Selected passage:
═══

December 11, 2008 - January 24, 2009
New York

Edwynn Houk Gallery is pleased to announce an exhibition of new photographs from Victor Schrager's latest project, The White Room. The show will take place from 11 December 2008 through 24 January 2009.

A master of still-life photography for more than 30 years, Victor Schrager embraces modernism while rethinking its components to create something new. Building on ideas first explored in Schrager's 2006 study of books, Composition as Explanation, the artist's newest series, The White Room, employs objects lifted from everyday experience and transforms them into studies of light, space, and shadow. Schrager writes, "The objects are as necessary and irrelevant as Morandi's pitchers, Stieglitz' clouds, Cezanne's fruit, Weston's peppers, or Penn's frozen food. The real purpose in making these pictures is addressing the box of space that sits in front of me, and seeing if it is once again possible to pull a compelling picture out of it." Schrager places little emphasis on subject matter, but rather on the objects' sublime interaction within the space of the picture plane.

Lit in front of seamless white paper and reflected upon a piece of black glass, Schrager arranges clear bottles of colored mouthwash, dishwashing liquid, roll-on deodorant applicators, and pieces of colored plastic. With an end result approaching abstraction, Schrager releases each object from its everyday function, and forces it to relate within the white room as its essential form. Light bulbs and bars of soap are rendered as items within a larger visual constellation, hard lines fading to pools of color, and function yielding to composition and visual experience.

═══

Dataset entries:
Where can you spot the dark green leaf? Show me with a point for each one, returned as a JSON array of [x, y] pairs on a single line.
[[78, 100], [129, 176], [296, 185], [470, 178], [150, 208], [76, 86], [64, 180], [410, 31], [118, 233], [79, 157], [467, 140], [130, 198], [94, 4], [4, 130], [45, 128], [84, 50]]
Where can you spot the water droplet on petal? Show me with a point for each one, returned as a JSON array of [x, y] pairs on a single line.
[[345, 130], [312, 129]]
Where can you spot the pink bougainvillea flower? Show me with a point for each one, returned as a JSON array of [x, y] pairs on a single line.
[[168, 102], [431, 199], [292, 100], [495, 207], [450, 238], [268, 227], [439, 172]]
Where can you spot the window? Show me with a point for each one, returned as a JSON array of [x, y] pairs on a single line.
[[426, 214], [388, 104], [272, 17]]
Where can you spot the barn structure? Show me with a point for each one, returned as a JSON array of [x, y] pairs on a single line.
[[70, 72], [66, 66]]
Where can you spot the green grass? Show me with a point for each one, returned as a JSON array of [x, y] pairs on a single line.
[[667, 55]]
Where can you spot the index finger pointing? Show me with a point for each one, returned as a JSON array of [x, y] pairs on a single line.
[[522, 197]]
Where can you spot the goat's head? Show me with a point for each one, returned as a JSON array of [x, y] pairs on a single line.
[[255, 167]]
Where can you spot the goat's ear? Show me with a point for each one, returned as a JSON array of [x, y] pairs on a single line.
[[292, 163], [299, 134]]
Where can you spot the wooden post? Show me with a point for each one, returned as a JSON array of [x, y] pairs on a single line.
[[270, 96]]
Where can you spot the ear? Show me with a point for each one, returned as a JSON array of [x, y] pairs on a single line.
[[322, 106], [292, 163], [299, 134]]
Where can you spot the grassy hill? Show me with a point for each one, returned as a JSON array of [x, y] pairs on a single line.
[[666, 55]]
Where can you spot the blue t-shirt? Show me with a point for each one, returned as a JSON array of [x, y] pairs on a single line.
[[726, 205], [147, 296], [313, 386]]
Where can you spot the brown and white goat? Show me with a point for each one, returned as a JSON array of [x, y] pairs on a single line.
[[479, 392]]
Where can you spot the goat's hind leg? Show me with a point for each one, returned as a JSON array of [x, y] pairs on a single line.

═══

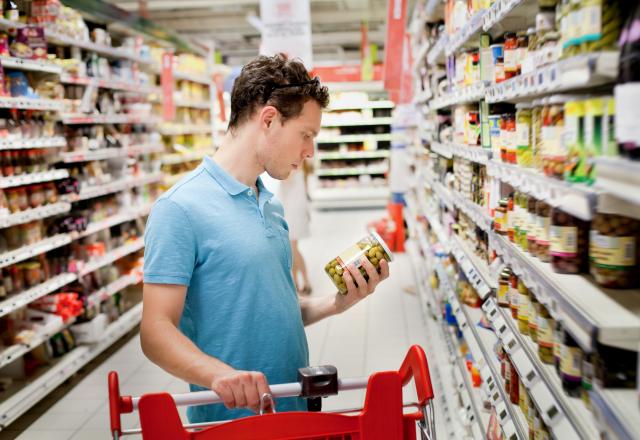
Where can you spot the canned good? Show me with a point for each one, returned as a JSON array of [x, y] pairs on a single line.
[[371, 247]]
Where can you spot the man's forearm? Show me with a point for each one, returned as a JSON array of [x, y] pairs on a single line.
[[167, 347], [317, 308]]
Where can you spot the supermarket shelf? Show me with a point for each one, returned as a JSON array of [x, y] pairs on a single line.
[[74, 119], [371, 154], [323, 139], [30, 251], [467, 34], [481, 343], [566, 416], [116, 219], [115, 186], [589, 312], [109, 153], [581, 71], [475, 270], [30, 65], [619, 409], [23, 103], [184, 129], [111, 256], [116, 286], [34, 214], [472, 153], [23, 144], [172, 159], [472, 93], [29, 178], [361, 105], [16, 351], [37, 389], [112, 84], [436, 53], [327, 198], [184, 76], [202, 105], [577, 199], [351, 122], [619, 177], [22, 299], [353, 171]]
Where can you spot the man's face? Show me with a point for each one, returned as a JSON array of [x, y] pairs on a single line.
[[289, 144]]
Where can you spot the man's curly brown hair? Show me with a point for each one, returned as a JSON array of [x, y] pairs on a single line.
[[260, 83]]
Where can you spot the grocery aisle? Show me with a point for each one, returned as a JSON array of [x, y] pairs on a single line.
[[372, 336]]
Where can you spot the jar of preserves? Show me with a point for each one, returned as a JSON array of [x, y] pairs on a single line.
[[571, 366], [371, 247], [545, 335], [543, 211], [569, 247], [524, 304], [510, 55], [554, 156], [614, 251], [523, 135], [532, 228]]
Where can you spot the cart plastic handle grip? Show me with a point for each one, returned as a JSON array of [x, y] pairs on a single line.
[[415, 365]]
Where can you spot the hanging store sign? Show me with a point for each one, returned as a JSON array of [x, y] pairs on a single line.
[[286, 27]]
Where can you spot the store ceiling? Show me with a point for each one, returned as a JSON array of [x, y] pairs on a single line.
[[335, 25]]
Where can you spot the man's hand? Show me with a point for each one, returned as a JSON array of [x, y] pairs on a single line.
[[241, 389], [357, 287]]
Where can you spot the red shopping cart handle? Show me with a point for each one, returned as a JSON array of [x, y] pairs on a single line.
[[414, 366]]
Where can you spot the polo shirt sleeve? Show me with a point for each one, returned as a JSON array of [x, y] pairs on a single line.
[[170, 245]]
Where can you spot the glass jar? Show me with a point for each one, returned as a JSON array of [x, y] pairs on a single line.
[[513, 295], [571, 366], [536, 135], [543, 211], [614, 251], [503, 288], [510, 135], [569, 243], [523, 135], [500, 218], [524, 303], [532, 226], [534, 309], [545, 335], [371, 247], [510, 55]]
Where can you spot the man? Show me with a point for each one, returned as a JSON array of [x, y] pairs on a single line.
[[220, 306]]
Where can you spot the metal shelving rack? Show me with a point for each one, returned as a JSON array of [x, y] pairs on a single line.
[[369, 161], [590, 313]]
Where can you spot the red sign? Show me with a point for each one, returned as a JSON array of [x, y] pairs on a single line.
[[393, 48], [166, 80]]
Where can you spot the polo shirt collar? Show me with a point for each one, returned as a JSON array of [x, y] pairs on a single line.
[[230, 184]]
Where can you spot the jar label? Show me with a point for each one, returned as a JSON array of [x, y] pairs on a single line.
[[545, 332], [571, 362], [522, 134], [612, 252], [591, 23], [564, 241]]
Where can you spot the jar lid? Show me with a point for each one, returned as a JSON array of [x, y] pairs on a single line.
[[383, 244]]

═══

What is asked:
1. Transcribe the part of the exhibition announcement starting at "Edwynn Houk Gallery" and ending at "24 January 2009.".
2. Go on with the announcement of Victor Schrager's The White Room exhibition from the point where it stops.
The listing has no connection to the exhibition announcement.

Exercise answers:
1.
Edwynn Houk Gallery is pleased to announce an exhibition of new photographs from Victor Schrager's latest project, The White Room. The show will take place from 11 December 2008 through 24 January 2009.

2.
Schrager writes that The White Room is an effort to explore the "inexhaustible plastic volume of space" available through still-life photography. In this manner, the picture plane is rendered boundless. Schrager's work encourages its viewer to navigate the photograph's expanse. The eye anchored by a single white bulb, or a bar of soap leading the viewer as semi-conductor of light.

A Harvard graduate, Victor Schrager (b. 1950) is a recipient of the Guggenheim Fellowship, the MacDowell Colony Resident Fellowship, and a grant from the National Endowment for the Arts. His work has been featured in numerous one person and group exhibitions in the United States, Europe, and Japan. His photographs are in the permanent collections of The Museum of Modern Art, The Metropolitan Museum of Art, The Whitney Museum of American Art, The Center for Creative Photography, Los Angeles County Museum of Art, Polaroid International Collection, The International Center of Photography, and The San Francisco Museum of Art. He currently lives and works in New York City.